Alıntı metin:
..........
Türkiye'nin en iyi haber sitesi
ELVAN DEMİRKAN

Zaten kim mükemmel ki!

Geçenlerde eski bir arkadaşımla uzun bir aradan sonra ilk defa karşılaştık.
Beni gördüğü anda söylediği ilk şey, "Hiç yaşlanmıyorsun, cildin hâlâ pırıl pırıl" oldu.
Bunu duymak doğal olarak hoşuma gitti. Güzelleşmek için yatırım yapan bir kadın değilim. Makyaj yapmayı sevmem. Cilt bakımı anlayışım; iyi bir nemlendirici kullanmak.
Senede üç-dört kez kuaföre saç kestirmeye giderim. Hayatını kadın dergilerinin içeriğindeki gibi sağlık, güzellik, spor, diyet, moda üzerine kuran kadınlardan biraz uzağım.
Zaten bunların hepsini aynı anda kucaklayıp taşıyabilen ve de çok mutlu olan bir kadın var mı?
Bununla beraber ben de her kadın gibi güzel olduğumu hissetmek istiyorum.
İçteki özelliklerimle sevilmeyi istiyorum ama kalçama tam oturan mükemmel bir jean'in ve iyi bir saç kesiminin etkisini de biliyorum.
Yine biliyorum ki yüzüm, saçım, vücudum, kısaca nasıl göründüğüm mutluluğumun tek anahtarı ise; beni kendimi sürekli başkaları ile kıyasladığım, endişe dolu ve tatminsiz bir yaşantı bekliyor.
..........
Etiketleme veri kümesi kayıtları
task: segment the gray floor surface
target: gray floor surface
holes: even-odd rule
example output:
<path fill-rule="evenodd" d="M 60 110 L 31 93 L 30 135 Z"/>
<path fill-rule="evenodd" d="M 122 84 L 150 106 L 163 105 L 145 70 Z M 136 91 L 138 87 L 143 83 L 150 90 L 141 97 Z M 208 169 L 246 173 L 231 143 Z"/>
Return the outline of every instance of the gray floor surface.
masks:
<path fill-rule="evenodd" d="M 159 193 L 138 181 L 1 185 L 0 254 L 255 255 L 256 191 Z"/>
..........
İstek:
Köşe yazısında "Senede üç-dört kez" sözleriyle başlayıp "kadınlardan biraz uzağım." sözleriyle biten bölümü, "kuaföre" yerine "berbere" koyarak yeniden yazın.

Tamamlanan görev:
Senede üç-dört kez berbere saç kestirmeye giderim. Hayatını kadın dergilerinin içeriğindeki gibi sağlık, güzellik, spor, diyet, moda üzerine kuran kadınlardan biraz uzağım.